Coordinate labeling data
################
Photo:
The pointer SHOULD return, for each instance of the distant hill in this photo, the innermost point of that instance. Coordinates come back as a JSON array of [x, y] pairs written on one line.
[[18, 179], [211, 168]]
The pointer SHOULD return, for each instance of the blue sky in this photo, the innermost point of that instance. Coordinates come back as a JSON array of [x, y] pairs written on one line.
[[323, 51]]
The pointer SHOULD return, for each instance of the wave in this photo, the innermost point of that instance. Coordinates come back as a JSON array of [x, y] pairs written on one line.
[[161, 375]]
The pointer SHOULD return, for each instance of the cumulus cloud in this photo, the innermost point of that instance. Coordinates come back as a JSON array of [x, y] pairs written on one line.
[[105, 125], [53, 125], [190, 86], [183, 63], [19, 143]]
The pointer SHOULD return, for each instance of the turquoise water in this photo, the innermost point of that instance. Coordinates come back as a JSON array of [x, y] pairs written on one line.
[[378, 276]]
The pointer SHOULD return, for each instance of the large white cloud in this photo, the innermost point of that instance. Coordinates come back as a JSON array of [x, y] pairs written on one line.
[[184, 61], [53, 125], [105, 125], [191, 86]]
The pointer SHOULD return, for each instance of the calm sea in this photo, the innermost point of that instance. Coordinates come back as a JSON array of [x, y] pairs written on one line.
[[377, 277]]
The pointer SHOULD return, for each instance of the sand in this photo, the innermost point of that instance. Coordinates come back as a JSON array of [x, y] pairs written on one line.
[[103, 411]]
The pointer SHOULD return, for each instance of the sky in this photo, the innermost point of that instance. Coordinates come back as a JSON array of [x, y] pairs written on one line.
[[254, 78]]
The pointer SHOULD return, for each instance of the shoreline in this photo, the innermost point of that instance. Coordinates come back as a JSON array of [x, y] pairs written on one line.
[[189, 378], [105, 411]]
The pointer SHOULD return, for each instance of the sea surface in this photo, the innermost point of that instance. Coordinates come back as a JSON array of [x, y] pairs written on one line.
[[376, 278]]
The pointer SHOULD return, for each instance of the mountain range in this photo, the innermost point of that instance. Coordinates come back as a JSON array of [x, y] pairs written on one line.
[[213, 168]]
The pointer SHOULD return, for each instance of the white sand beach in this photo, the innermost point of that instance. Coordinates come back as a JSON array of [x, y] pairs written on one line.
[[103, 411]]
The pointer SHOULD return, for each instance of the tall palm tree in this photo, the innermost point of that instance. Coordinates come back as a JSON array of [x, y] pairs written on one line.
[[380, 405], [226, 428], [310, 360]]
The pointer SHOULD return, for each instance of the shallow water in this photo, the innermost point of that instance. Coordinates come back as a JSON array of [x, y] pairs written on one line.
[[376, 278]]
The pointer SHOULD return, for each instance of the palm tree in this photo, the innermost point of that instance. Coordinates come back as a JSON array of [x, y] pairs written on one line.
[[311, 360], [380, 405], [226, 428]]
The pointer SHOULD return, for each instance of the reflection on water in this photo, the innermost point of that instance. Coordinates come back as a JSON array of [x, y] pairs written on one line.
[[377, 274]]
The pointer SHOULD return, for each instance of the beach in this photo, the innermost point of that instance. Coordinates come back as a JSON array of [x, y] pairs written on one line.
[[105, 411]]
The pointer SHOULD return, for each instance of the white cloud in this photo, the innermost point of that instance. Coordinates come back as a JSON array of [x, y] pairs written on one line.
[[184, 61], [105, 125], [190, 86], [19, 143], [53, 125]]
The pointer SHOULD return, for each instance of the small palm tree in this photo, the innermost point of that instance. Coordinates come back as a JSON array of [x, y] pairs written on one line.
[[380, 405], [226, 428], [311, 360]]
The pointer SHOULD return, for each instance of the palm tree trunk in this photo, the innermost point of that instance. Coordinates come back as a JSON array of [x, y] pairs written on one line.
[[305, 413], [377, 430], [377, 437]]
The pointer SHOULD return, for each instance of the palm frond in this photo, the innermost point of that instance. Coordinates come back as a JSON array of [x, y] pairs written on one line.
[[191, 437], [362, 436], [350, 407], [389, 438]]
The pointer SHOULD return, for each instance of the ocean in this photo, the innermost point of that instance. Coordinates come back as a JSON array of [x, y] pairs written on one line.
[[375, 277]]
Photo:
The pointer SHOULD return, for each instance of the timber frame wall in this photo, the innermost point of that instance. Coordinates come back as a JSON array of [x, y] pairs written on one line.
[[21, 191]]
################
#### [Short exercise]
Copy all of the lines above word for word.

#### [Exercise answer]
Photo:
The pointer SHOULD return, for each instance of the distant hill in this photo, the innermost point of that instance. Coordinates come back as a JSON array of [x, y] pairs written on one line.
[[18, 179], [211, 168]]
The pointer SHOULD return, for each instance of the blue sky in this photo, the innermost point of that instance. Coordinates come back as a JSON array of [x, y] pairs written on one line.
[[323, 51]]
The pointer SHOULD return, for each instance of the wave in this photo, the innermost point of that instance. Coordinates come back as a JSON array of [x, y] pairs written on one line.
[[161, 375]]
The pointer SHOULD return, for each instance of the cumulus cloud in this photo, the innermost point of that instance. Coordinates come back as a JSON array of [x, y] pairs written on one line.
[[105, 125], [53, 125], [190, 86], [183, 63], [19, 143]]
The pointer SHOULD return, for each instance of the turquoise water in this photo, the innermost point of that instance. Coordinates come back as a JSON array of [x, y] pairs written on one line.
[[378, 276]]
The pointer SHOULD return, for each instance of the large white cloud in this photo, the innermost point of that instance. Coordinates come back as a JSON array of [x, y] pairs written on one line.
[[184, 61], [53, 125], [105, 125], [191, 86]]
The pointer SHOULD return, for each instance of the calm sea in this photo, the innermost point of that instance. Coordinates come back as a JSON array of [x, y] pairs written on one line.
[[377, 277]]
The pointer SHOULD return, for each instance of the sand in this photo, the innermost point of that instance. Coordinates come back as a JSON array of [x, y] pairs written on one line.
[[103, 411]]
The pointer SHOULD return, for each instance of the sky in this photo, the innermost point of that instance. Coordinates come back as a JSON array of [x, y] pairs written on one line.
[[254, 78]]
The pointer SHOULD return, for each instance of the shoreline in this photo, the innermost point of that instance. Coordinates come back as a JSON array of [x, y] pairs written on one line.
[[189, 378], [105, 411]]
The pointer SHOULD return, for each instance of the sea surface in this photo, the innermost point of that instance. Coordinates come back as a JSON array of [x, y] pairs written on one line.
[[376, 278]]
The pointer SHOULD return, for each instance of the mountain range in this photo, the innermost point of that instance. Coordinates come back as a JSON array of [x, y] pairs written on one line.
[[213, 168]]
The pointer SHOULD return, for each instance of the white sand beach in this photo, the innermost point of that instance. Coordinates come back as a JSON array of [x, y] pairs written on one line.
[[103, 411]]
The pointer SHOULD return, for each instance of the tall palm tree in this photo, the innermost point of that instance. Coordinates come back as a JSON array of [x, y] pairs written on one line.
[[380, 405], [226, 428], [310, 360]]
The pointer SHOULD return, for each instance of the shallow water in this photo, the innermost point of that instance. Coordinates come back as a JSON array of [x, y] pairs written on one line.
[[376, 278]]
The pointer SHOULD return, for each instance of the palm tree in this photo, the innermost point of that instance. Coordinates come back as a JSON array of [x, y] pairs written on one line.
[[311, 360], [380, 405], [226, 428]]
The pointer SHOULD return, for each instance of the reflection on water in this photo, the innermost point of that instance. Coordinates come back as a JSON array of [x, y] pairs written on one line.
[[377, 274]]
The pointer SHOULD return, for each instance of the beach in this photo, the innermost point of that instance. Coordinates come back as a JSON array of [x, y] pairs written on one line.
[[105, 411]]
The pointer SHOULD return, for each instance of the white cloud in this photo, the innermost point of that instance. Coordinates come back as a JSON array of [x, y] pairs written on one line.
[[184, 61], [105, 125], [190, 86], [19, 143], [53, 125]]
The pointer SHOULD return, for each instance of the small palm tree in this photo, the innermost point of that instance. Coordinates come back as a JSON array of [x, y] pairs written on one line.
[[380, 405], [226, 428], [311, 360]]
The pointer SHOULD return, for each instance of the palm tree trunk in this photo, the innermost point of that instance. Coordinates come back as a JSON array of [x, y] pairs written on one line.
[[305, 413], [377, 430], [377, 437]]
The pointer SHOULD return, for each instance of the palm frond in this photo, the innermost point of that instance. Coordinates come back as a JSON array of [x, y] pairs written on one line.
[[191, 437], [362, 436], [350, 407], [389, 438]]
The pointer SHOULD return, for each instance of the ocean in this photo, the innermost point of that instance. Coordinates come back as a JSON array of [x, y] pairs written on one line.
[[375, 277]]
Photo:
The pointer SHOULD return, for each instance of the timber frame wall in this photo, the innermost point of that instance. Coordinates come back as a JSON array of [x, y] pairs written on one line.
[[21, 191]]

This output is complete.